» Exercise goal:
Which lines in the material below contain the string "roof"? Copy each of those lines in full.

Start of Data provided

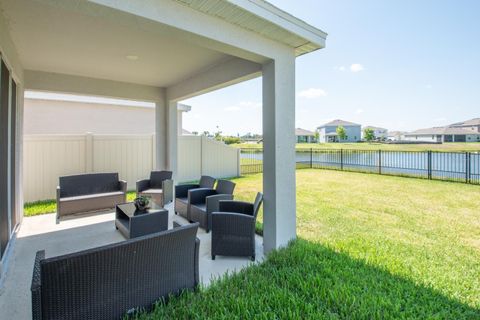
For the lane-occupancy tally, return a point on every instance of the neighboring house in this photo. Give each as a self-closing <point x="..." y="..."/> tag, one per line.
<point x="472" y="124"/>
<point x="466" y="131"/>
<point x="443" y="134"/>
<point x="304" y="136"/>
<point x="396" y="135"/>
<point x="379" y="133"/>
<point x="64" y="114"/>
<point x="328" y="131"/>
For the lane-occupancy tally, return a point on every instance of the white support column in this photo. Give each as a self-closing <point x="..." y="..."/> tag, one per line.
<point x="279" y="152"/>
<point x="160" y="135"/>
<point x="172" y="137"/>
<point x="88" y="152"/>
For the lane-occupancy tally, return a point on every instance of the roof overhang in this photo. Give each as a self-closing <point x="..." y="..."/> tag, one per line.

End of Data provided
Start of Data provided

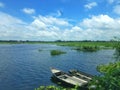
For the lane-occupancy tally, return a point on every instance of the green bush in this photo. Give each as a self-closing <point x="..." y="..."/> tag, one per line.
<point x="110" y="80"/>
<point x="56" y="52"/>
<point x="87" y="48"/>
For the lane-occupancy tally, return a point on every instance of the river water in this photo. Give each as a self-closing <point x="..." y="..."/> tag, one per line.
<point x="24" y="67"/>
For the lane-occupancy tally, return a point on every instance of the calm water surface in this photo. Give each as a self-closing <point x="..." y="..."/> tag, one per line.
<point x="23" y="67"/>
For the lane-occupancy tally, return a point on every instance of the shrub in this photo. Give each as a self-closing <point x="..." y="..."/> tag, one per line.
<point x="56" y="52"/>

End of Data provided

» Result for this task:
For the lane-occupancy tally, return a point on every instance of the roof overhang in this photo. Give each as a self-closing <point x="..." y="..."/> tag, one per line.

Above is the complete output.